▶ Excerpt to read
* * * *
[PATCH v1 3/3] Documentation: riscv: add a section about ISA string ordering in /proc/cpuinfo

Bagas Sanjaya bagasdotme at gmail.com
Thu Dec 1 18:14:08 PST 2022


On 12/1/22 15:17, Conor Dooley wrote:
> On Thu, Dec 01, 2022 at 10:05:32AM +0700, Bagas Sanjaya wrote:
>> On Wed, Nov 30, 2022 at 11:41:26PM +0000, Conor Dooley wrote:
>>> +#. Single-letter extensions come first, in "canonical order", so
>>> +   "IMAFDQLCBKJTPVH".
>>
>> "..., that is ... ."
> 
> Hmm, that reads strangely to me. s/that/which/.
> 

OK.

>>
>>> +#. The first letter following the 'Z' conventionally indicates the most
>>> +   closely related alphabetical extension category, IMAFDQLCBKJTPVH.
>>> +   If multiple 'Z' extensions are named, they should be ordered first by
>>> +   category, then alphabetically within a category.
>>> +
>>
>> Did you mean "most closely related alphabetical extension category in
>> canonical order"?
* * * *
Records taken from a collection

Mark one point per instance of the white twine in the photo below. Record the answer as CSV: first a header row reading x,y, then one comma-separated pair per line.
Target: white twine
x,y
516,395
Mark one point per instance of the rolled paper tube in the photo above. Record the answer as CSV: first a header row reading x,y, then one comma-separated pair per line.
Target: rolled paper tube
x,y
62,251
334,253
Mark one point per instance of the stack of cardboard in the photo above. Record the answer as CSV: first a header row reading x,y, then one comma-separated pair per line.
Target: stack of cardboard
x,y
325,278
* * * *
▶ Task set
1) Repeat the part of the patch discussion from "Bagas Sanjaya bagasdotme" up to and including "to me. s/that/which/.".
2) In the patch discussion, which word does Conor Dooley suggest using in place of "that"?
3) Write the next part of the patch discussion, starting after its last line.
You don't need the data for any of this.

▶ Answers given
1)
Bagas Sanjaya bagasdotme at gmail.com
Thu Dec 1 18:14:08 PST 2022


On 12/1/22 15:17, Conor Dooley wrote:
> On Thu, Dec 01, 2022 at 10:05:32AM +0700, Bagas Sanjaya wrote:
>> On Wed, Nov 30, 2022 at 11:41:26PM +0000, Conor Dooley wrote:
>>> +#. Single-letter extensions come first, in "canonical order", so
>>> +   "IMAFDQLCBKJTPVH".
>>
>> "..., that is ... ."
> 
> Hmm, that reads strangely to me. s/that/which/.

2) "Which."

3)
> 
> I am not 100% sure what you are suggesting a replacement of here. I
> think I may reword this as:
>   For additional standard extensions, the first letter following the 'Z'
>   conventionally indicates the most closely related alphabetical
>   extension category. If multiple 'Z' extensions are named, they will
>   be ordered first by category, in canonical order as listed above, then
>   alphabetically within a category.
> 

That LGTM.

>>> +An example string following the order is:
>>> +   rv64imadc_zifoo_zigoo_zafoo_sbar_scar_zxmbaz_xqux_xrux
>>> +
>>  
>> IMO literal code block should be better fit for the example above,
>> rather than definition list:
> 
> Uh, sure? I'm not sure what impact that has on the output, but I can
> switch to a pre-formatted block.
> 

Something like ``foo``?

Thanks.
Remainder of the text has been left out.